What is required: Write out the lines of the listing below, starting with the line that contains "An instance of the bird's" and going on through the line that contains "Target: bird's beak", and reproduce them without any change.

========

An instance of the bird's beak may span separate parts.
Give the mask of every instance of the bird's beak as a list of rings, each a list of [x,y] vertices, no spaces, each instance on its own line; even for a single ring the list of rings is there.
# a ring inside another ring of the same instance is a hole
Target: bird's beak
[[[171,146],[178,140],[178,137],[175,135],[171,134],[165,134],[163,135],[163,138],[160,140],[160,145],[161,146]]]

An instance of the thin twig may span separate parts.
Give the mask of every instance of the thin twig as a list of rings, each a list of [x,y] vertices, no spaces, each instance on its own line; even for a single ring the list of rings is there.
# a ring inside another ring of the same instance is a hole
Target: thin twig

========

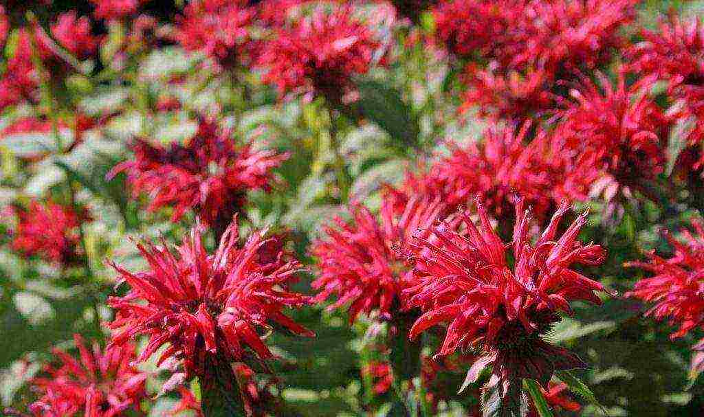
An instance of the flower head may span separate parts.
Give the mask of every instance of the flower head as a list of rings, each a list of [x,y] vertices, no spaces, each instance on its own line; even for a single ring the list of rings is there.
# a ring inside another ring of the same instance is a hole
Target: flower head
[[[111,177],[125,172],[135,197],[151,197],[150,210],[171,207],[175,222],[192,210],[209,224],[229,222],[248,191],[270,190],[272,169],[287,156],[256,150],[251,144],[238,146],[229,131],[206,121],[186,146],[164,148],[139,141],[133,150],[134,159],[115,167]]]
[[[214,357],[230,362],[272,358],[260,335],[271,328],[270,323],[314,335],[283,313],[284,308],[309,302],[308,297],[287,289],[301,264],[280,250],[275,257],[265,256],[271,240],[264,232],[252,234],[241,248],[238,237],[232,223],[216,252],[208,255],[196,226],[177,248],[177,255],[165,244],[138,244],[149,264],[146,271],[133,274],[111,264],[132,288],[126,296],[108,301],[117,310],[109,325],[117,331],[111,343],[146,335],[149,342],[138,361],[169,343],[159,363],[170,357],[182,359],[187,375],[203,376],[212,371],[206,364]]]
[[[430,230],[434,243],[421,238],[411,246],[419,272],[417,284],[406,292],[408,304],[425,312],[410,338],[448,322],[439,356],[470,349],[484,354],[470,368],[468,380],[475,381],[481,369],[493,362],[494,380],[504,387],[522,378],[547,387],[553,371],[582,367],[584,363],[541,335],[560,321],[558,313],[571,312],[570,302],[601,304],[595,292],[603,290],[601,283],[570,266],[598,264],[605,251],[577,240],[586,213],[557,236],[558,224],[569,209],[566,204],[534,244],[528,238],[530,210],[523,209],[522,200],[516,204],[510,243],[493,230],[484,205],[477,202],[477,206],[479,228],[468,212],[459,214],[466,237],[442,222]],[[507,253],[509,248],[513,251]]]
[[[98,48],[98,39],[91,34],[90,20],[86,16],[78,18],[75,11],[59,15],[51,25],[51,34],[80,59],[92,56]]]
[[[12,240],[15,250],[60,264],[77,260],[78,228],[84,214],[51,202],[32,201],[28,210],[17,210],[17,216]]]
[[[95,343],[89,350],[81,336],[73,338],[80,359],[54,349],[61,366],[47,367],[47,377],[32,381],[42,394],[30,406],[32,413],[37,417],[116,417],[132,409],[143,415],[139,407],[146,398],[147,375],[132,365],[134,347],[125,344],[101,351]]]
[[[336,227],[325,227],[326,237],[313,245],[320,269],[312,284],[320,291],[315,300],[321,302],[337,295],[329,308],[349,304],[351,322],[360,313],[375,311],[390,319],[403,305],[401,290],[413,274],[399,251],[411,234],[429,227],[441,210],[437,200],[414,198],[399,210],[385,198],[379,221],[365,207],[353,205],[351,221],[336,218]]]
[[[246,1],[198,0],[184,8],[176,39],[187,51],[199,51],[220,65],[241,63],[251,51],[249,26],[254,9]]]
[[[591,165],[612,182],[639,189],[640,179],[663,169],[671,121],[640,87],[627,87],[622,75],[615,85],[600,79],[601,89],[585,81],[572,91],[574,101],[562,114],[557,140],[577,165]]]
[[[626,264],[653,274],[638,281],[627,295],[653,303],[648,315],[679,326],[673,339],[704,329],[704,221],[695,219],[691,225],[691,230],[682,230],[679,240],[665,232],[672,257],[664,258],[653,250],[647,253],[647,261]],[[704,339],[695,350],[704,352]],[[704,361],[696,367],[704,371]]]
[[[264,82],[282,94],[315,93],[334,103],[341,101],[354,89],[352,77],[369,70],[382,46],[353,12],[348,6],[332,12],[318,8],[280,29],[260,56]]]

========

Answer to this exercise:
An instance of the bird's beak may span separate parts.
Give the mask of every instance of the bird's beak as a list of rings, each a list of [x,y] vertices, no spaces, each instance on its own line; even for a single ring the list of rings is there.
# a ring inside another ring of the same instance is a hole
Target: bird's beak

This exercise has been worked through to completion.